Exercise goal » Reproduce each line from the records that holds "grey".
# # # # #
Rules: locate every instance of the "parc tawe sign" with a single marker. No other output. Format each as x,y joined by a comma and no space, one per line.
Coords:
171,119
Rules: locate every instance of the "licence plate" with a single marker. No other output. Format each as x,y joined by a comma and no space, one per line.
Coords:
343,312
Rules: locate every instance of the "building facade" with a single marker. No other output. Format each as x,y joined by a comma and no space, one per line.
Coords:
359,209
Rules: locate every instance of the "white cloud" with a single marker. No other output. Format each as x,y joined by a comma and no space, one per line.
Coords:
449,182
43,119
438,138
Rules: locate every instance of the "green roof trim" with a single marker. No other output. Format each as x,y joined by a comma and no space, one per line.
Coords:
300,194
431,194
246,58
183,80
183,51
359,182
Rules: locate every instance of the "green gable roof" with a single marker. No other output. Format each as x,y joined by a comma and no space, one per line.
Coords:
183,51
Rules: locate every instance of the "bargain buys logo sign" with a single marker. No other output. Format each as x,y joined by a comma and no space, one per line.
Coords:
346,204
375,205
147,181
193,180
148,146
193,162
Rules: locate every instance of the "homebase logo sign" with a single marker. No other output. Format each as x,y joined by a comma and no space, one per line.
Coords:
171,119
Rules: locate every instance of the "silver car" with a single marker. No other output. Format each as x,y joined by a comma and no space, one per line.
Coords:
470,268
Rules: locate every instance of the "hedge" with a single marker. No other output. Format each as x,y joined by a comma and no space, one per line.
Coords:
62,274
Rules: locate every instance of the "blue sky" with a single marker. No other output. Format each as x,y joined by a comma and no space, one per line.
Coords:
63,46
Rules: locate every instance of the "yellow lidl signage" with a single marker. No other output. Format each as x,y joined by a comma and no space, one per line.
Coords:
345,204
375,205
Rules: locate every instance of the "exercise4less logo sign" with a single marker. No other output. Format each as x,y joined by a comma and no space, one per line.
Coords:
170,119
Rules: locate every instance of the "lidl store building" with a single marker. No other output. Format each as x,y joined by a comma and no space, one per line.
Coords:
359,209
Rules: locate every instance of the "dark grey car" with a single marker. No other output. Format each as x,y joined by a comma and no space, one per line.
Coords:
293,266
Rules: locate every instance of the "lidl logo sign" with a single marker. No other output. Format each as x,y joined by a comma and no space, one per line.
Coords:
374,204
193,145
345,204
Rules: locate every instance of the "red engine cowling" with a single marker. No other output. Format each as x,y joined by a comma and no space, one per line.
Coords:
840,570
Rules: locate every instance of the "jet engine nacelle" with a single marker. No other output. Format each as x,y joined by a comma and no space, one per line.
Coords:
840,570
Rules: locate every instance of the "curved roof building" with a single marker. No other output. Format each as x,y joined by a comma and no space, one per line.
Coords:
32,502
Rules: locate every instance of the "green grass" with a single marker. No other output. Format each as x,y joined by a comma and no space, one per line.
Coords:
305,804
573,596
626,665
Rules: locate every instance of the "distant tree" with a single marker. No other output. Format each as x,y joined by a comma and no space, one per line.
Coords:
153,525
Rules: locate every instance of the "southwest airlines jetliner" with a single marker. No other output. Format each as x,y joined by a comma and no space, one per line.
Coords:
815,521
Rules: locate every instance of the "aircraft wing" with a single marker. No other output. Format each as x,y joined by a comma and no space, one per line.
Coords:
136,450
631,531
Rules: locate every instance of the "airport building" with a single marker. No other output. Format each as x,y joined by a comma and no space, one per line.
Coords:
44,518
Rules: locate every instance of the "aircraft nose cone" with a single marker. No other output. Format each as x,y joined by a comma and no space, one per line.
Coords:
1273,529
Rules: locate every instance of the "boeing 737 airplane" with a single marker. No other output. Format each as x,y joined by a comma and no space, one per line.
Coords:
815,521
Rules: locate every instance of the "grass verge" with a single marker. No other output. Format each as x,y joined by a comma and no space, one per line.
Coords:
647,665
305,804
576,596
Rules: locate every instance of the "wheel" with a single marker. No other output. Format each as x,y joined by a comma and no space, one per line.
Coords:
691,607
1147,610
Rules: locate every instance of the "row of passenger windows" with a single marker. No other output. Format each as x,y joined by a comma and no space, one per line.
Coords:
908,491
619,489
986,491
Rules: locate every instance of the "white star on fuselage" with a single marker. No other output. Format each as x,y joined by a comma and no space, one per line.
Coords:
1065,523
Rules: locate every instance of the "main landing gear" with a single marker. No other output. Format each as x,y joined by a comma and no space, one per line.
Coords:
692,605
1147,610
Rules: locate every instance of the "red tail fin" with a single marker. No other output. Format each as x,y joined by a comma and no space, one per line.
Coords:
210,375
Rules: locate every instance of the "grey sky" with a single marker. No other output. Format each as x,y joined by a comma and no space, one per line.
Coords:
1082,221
# # # # #
Answer to the exercise »
Rules: locate every instance of the "dark grey car" with a single marker. No other output. Format each as x,y joined by a comma and no space, one per line.
Rules: locate every instance of the "grey sky" with a single marker. No other output. Format each as x,y joined by a comma and no space, one per line.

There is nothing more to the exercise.